[Begin DATA FOR PROCESSING]
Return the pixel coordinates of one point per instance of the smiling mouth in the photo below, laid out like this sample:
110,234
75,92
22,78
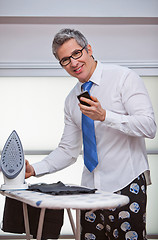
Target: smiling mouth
78,70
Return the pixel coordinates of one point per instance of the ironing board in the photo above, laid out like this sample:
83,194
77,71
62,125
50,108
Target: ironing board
97,200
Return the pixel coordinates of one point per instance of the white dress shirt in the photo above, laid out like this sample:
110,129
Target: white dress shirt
120,138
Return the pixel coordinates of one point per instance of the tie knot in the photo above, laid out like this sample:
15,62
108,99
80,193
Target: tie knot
87,86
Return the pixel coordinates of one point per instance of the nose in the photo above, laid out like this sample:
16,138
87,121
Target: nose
74,62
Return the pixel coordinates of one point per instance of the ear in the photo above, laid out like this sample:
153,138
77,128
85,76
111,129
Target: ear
90,52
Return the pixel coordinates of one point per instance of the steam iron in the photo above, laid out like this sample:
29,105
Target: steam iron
13,164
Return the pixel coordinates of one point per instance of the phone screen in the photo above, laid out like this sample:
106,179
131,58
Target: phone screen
86,95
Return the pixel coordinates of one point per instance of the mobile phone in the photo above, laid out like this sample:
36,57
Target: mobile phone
86,95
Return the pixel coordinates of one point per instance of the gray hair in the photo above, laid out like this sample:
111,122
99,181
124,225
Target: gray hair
66,34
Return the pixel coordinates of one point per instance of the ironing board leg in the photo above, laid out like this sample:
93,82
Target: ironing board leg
71,221
40,224
78,224
26,221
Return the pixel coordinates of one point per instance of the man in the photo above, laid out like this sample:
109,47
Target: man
123,117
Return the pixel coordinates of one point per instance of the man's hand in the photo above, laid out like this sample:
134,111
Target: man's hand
95,111
29,170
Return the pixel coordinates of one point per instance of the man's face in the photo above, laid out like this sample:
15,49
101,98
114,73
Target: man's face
81,68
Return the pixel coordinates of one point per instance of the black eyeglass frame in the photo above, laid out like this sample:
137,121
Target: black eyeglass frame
80,50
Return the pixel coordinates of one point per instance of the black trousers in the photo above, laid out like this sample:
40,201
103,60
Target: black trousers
13,220
127,222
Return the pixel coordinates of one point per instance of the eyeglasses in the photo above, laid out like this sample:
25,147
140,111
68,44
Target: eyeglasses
75,55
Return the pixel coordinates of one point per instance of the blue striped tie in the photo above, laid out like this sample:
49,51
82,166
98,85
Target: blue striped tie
89,141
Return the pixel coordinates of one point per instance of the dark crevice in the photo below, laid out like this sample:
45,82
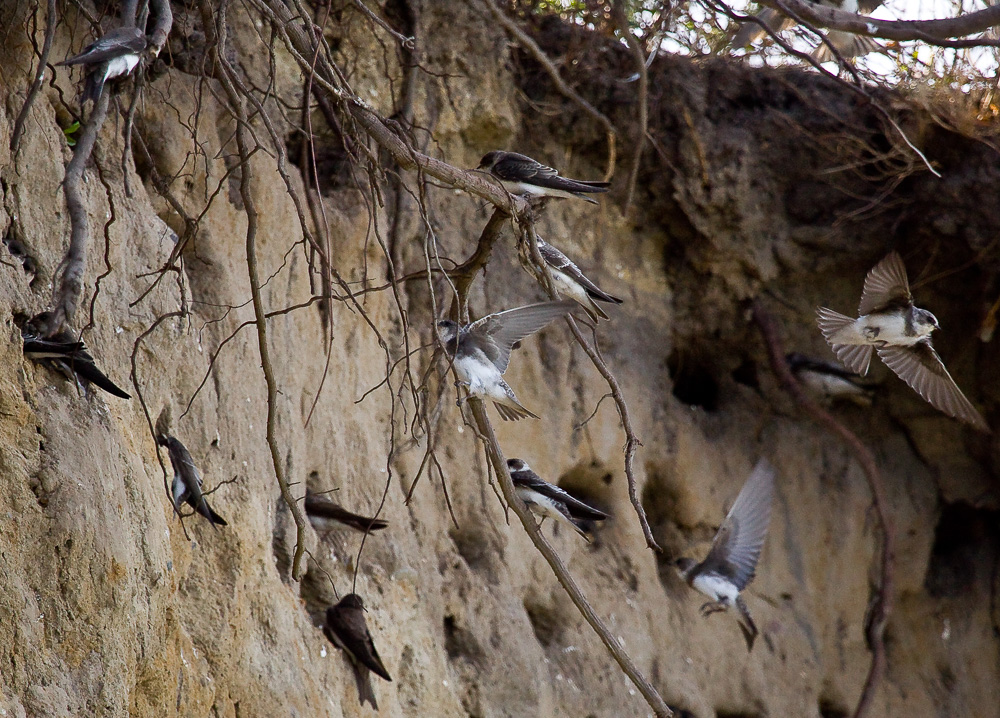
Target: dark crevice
693,381
460,643
966,544
546,623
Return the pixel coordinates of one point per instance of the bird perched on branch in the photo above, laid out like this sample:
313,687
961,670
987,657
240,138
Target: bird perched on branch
519,174
847,43
547,500
186,486
347,629
901,334
732,560
567,279
320,507
481,350
113,55
63,352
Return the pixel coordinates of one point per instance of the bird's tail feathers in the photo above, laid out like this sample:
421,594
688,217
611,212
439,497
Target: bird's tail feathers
747,626
513,411
848,45
362,677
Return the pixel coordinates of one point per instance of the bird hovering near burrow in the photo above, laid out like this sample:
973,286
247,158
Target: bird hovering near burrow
113,55
901,334
548,500
320,507
63,352
481,350
830,382
567,279
186,486
847,43
519,174
732,560
347,629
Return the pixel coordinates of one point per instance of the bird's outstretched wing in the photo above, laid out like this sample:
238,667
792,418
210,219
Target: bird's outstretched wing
738,543
922,369
495,334
886,286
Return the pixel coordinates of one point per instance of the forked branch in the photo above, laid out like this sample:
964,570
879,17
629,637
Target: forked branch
881,605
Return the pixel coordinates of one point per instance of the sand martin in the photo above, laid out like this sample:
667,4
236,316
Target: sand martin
113,55
829,381
347,629
547,500
320,507
848,44
732,560
186,487
901,334
520,174
482,349
568,280
65,353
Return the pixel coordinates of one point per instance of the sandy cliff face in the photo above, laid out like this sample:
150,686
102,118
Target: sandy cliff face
108,606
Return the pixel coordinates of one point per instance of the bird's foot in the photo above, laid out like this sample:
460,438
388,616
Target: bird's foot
707,609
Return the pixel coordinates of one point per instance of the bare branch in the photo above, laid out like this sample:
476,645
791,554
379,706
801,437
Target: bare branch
531,47
933,32
499,463
238,108
881,606
638,56
43,61
70,283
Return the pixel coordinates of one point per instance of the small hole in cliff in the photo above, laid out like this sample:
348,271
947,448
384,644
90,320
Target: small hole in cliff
830,709
693,383
966,543
326,159
459,643
545,622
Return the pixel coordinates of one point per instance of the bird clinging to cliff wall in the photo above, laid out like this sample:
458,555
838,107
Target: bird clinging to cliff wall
347,629
186,486
113,55
63,352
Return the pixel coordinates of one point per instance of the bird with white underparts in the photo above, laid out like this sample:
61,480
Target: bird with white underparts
549,501
480,351
519,174
890,324
732,561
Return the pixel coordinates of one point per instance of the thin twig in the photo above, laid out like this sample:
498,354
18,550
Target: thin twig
238,109
43,61
532,48
881,604
496,457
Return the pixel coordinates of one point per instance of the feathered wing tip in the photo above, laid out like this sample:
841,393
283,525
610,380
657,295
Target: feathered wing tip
586,197
513,412
747,627
363,680
856,357
848,45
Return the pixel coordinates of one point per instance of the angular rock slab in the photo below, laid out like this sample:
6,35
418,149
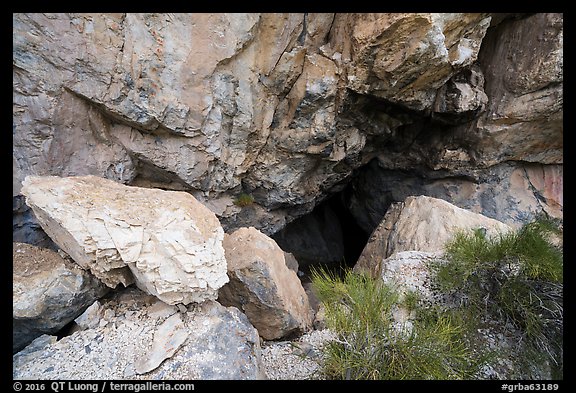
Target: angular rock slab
165,241
262,286
221,344
47,292
421,223
167,340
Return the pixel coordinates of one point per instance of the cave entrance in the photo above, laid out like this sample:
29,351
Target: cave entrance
327,237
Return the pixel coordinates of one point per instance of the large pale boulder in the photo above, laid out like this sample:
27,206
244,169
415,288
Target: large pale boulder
421,224
48,292
263,287
511,192
406,57
524,70
165,241
141,338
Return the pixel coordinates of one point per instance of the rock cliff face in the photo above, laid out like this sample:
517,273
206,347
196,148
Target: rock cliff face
284,107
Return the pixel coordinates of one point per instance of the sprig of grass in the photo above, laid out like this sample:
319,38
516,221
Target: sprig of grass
370,343
244,200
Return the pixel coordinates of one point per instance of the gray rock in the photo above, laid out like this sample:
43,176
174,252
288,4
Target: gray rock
168,338
165,241
48,292
283,106
221,344
511,192
420,224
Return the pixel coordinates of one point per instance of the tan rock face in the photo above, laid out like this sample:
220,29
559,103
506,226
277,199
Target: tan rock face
48,292
165,241
262,286
421,224
282,106
410,69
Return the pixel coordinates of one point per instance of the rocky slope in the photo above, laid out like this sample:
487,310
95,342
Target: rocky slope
286,107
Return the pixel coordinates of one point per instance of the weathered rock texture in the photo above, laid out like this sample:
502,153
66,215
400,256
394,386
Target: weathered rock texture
281,106
421,224
263,287
165,241
48,292
220,344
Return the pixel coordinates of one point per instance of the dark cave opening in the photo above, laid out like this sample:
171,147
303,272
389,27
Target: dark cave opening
329,236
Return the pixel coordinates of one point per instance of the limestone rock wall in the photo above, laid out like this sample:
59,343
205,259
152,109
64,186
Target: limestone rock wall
284,107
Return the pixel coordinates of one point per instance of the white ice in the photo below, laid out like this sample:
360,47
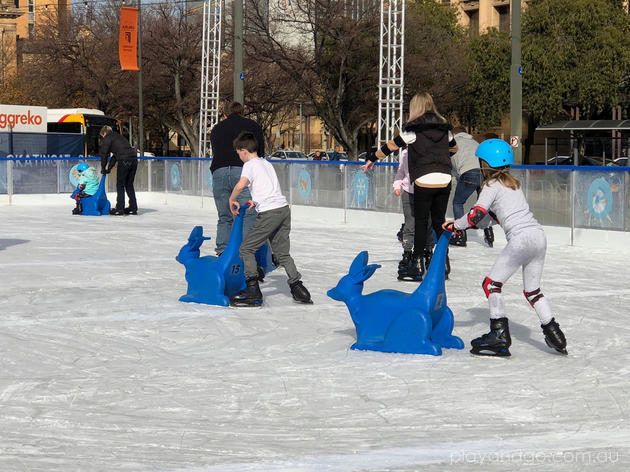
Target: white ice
103,369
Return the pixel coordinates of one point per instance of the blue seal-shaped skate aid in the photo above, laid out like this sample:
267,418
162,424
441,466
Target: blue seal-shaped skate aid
213,280
97,204
391,321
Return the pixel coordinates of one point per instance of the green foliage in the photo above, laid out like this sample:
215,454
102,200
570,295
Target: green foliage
434,53
487,98
575,53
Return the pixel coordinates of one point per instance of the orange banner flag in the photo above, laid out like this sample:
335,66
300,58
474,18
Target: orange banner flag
128,40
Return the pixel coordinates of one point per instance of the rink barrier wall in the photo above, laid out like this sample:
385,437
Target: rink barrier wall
577,198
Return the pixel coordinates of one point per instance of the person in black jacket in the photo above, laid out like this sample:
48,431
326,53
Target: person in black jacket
125,156
430,143
226,169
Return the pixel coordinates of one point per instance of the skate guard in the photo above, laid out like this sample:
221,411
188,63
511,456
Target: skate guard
213,280
392,321
97,204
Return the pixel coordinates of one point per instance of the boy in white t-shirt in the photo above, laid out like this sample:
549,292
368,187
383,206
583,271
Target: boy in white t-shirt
272,223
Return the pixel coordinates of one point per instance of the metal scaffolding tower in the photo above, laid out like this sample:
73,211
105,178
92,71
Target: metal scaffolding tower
391,69
210,73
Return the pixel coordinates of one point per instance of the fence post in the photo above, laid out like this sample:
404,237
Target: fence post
58,176
573,171
149,174
10,180
290,184
345,194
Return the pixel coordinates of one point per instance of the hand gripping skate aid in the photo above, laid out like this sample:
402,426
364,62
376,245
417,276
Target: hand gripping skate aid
213,280
393,321
97,204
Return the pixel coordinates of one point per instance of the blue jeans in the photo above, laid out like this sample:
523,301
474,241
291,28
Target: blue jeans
468,182
224,180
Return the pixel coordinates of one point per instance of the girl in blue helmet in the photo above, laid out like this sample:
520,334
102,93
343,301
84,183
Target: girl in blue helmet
88,185
502,202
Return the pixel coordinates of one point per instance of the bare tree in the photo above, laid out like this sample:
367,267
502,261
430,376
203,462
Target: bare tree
330,52
172,61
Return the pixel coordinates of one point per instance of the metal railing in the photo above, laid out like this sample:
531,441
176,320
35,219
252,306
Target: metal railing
566,196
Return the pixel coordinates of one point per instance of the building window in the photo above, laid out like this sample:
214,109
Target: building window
504,17
473,22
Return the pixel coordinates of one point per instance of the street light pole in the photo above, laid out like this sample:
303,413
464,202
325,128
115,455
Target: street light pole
516,84
238,52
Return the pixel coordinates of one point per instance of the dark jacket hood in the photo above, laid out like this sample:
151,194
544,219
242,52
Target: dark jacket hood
429,125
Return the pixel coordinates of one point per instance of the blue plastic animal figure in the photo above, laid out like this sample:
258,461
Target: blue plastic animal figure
393,321
213,280
97,204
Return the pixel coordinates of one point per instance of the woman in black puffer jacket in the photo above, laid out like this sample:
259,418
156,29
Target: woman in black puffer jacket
430,144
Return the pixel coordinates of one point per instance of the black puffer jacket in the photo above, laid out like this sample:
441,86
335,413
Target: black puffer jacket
430,151
117,145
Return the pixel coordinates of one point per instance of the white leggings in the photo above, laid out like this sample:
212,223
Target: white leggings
526,249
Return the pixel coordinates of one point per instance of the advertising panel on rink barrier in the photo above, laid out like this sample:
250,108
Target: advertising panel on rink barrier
600,200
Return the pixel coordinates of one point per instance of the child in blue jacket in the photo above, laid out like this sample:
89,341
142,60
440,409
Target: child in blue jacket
88,185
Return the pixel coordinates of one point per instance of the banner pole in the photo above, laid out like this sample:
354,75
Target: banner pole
140,105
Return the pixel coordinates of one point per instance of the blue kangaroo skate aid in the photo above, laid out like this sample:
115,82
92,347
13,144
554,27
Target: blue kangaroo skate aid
97,204
392,321
213,280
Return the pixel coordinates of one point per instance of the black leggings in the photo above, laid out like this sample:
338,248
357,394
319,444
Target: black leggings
429,202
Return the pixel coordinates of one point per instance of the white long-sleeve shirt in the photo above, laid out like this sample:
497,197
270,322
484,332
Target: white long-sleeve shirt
402,179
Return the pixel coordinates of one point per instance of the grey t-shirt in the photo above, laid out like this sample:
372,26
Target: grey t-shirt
509,206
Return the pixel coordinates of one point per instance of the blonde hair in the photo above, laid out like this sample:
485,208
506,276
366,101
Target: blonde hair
105,130
420,104
502,175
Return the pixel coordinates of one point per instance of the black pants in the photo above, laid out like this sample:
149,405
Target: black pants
124,183
429,203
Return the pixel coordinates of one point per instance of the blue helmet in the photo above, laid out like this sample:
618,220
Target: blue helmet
496,152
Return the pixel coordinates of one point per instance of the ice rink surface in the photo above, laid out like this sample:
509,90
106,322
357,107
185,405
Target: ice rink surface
103,369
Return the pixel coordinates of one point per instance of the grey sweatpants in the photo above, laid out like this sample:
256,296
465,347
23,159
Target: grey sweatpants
526,249
275,226
410,224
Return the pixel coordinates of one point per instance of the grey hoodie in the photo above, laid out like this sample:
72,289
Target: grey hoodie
464,159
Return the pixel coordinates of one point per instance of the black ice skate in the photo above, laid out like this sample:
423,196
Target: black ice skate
399,234
458,239
415,269
300,293
488,236
554,337
251,297
427,255
403,265
496,343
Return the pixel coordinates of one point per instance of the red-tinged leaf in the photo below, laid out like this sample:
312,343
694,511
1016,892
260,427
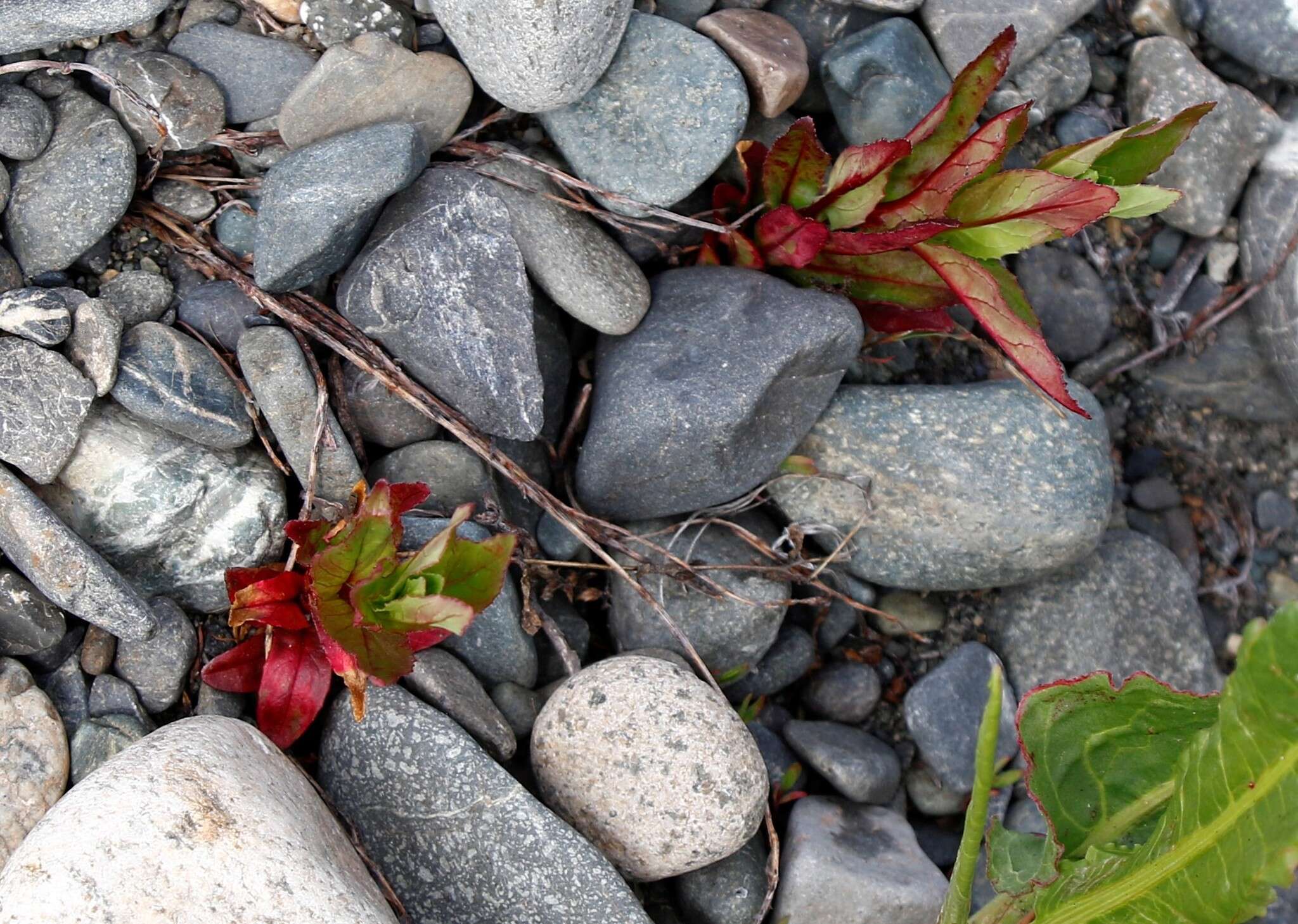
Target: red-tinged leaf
795,168
1127,156
892,319
293,686
1017,209
948,125
980,153
1020,340
788,239
861,243
896,278
857,183
239,669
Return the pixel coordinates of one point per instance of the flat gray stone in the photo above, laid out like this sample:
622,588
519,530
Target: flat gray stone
1128,606
33,755
318,203
371,79
169,513
255,73
468,848
710,392
572,259
43,404
442,286
440,679
29,622
170,379
842,863
32,23
74,191
535,56
652,765
1214,162
952,509
150,828
282,382
661,120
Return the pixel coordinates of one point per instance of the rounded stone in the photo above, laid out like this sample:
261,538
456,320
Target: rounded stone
651,765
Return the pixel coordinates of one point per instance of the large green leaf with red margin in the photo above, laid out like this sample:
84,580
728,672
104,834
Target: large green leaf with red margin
1017,209
1020,340
982,153
947,126
795,168
293,686
1129,155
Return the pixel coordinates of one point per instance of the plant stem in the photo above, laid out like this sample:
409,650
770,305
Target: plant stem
956,909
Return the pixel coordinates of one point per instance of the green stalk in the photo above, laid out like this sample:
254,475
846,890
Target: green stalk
956,909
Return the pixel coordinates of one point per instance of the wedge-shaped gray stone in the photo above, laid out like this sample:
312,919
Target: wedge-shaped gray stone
73,194
470,847
318,203
150,827
442,286
169,513
970,485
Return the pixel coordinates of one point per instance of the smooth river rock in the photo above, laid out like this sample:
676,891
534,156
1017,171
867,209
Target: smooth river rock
970,485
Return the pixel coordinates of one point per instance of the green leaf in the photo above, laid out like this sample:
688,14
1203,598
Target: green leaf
1100,759
1138,202
956,908
1230,831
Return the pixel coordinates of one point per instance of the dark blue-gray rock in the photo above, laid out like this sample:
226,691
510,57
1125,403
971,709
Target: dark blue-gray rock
847,692
472,847
158,666
33,23
29,622
882,80
1055,79
220,312
1075,309
39,316
337,21
43,405
138,295
453,473
1214,162
579,266
787,661
727,892
944,709
282,382
169,513
854,762
74,191
98,740
371,79
442,286
25,124
94,343
318,203
440,679
1128,606
190,103
962,29
535,56
727,634
840,862
665,115
170,379
710,392
949,508
256,74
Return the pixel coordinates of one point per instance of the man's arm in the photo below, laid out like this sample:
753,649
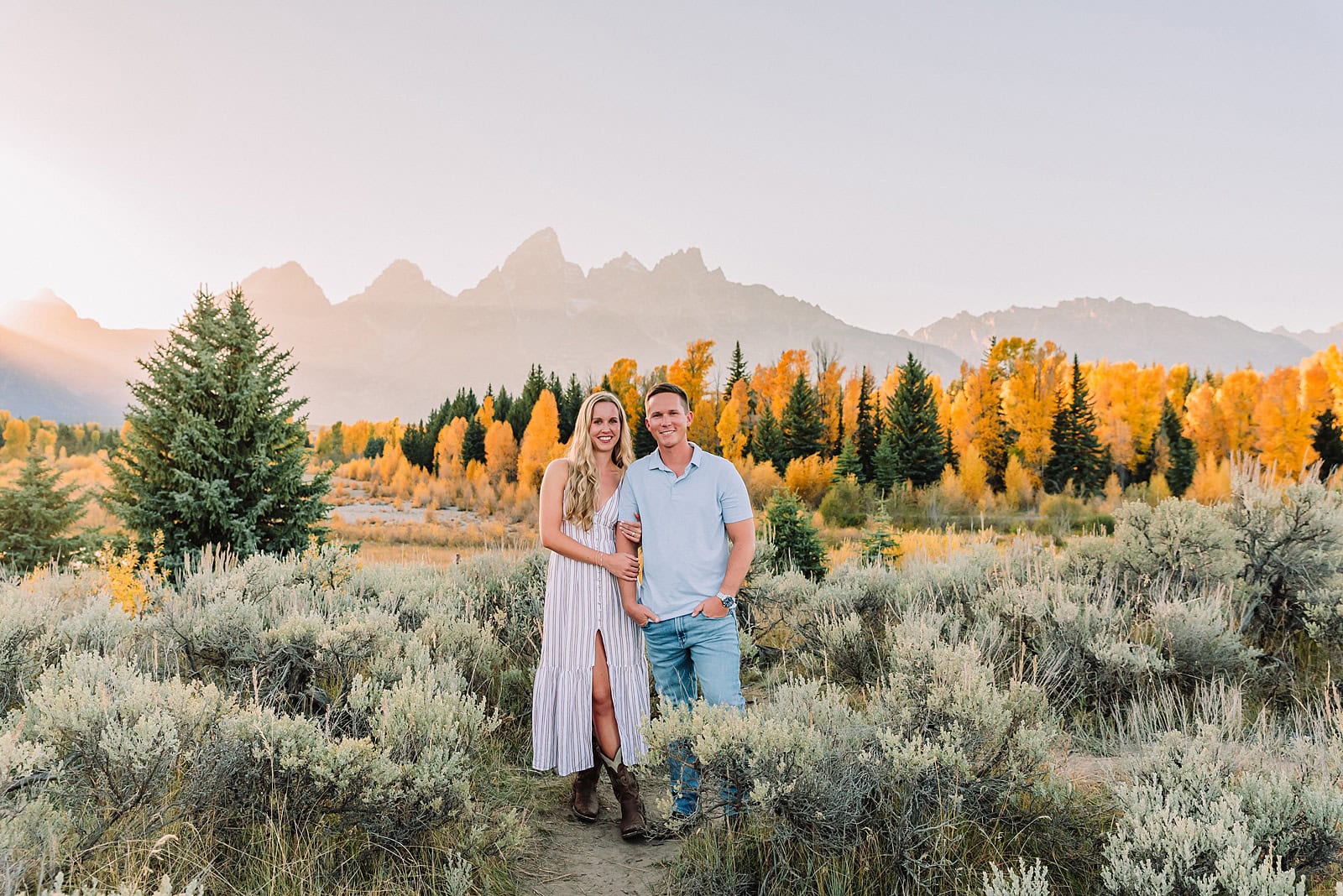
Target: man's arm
742,534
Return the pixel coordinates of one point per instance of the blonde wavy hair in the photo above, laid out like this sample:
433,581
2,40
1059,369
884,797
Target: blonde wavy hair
581,488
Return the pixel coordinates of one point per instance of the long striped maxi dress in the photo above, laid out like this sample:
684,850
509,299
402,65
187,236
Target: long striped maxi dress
582,600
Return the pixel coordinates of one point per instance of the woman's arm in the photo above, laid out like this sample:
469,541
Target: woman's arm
552,513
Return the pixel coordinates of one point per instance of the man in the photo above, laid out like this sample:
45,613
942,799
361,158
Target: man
698,538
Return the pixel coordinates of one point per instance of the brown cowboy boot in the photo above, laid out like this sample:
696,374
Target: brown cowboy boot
583,801
628,793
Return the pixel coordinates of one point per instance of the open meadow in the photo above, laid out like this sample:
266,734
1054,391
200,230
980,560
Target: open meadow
1145,711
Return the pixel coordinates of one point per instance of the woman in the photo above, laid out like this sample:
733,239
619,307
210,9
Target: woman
591,690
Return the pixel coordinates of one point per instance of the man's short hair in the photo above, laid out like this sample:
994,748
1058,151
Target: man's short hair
669,387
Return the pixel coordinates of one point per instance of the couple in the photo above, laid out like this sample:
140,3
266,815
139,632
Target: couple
691,511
[End DATA FOR PROCESSING]
**WHAT TO DO**.
Going from the line with "the dark blue-gray" to the last line of the listing, write out each line exactly and nothing else. Leave out all pictures.

**ANSWER TO THE TASK**.
Return the pixel coordinates of one point per instance of the dark blue-gray rock in the photo above, laid out like this sample:
226,691
510,57
1125,403
971,709
Target: dark blue-gray rock
847,692
472,847
158,666
33,23
29,622
882,80
1055,79
220,312
1075,309
39,316
337,21
43,405
138,295
453,473
1214,162
579,266
787,661
727,892
944,709
282,382
169,513
854,762
74,191
98,740
371,79
442,286
25,124
94,343
318,203
440,679
1128,606
190,103
962,29
535,56
727,634
840,862
665,115
170,379
710,392
949,508
256,74
Return the pixel coordinates of one point per instance of the man's arm in the photo below, laid out like this sample:
753,649
Target: man's arm
742,534
Return the pixel coordinates of one point per instance of the blonde wavy hair in the photo above, laid out like this sample:
433,581
2,40
1059,369
884,797
Target: blonde wavy hair
581,488
Return the pixel coordinates of one point per instance of the long striped maxi dress in the photo above, laid out like this sample:
684,850
509,299
402,65
187,236
Target: long striped maxi dress
582,600
Return the pixel coordinates of one point per instance of the woman's arm in the photo above, laid out like this sample:
469,541
Target: woman's arm
552,513
Return the pixel coordinates of one point per instance of the man in the photo above, laid out like this sample:
45,613
942,799
361,158
Target: man
698,538
Return the pixel coordinates of one point per instance of the brown cowboy boot in the photo above, laid out like this sample:
696,374
Target: brown cowboy boot
583,801
628,793
Return the pixel coordinates of one point per instance of the open meadow in the photo above, laid out like this sample:
266,734
1054,391
200,230
980,560
Target: open meadow
1145,711
Return the pixel coordinates of one point per instance of the woman in the photo above, laid out like this sample:
733,239
619,307
210,9
Target: woman
591,690
Return the pixel coordinates of one point per instance of the man's short hair in the photo above, laid out like this sample:
994,748
1058,151
Target: man's short hair
669,387
Return the pixel coordinates of one point per instance of the couple in the photo above, laid out like this sample:
140,3
266,815
139,632
Target: couple
691,511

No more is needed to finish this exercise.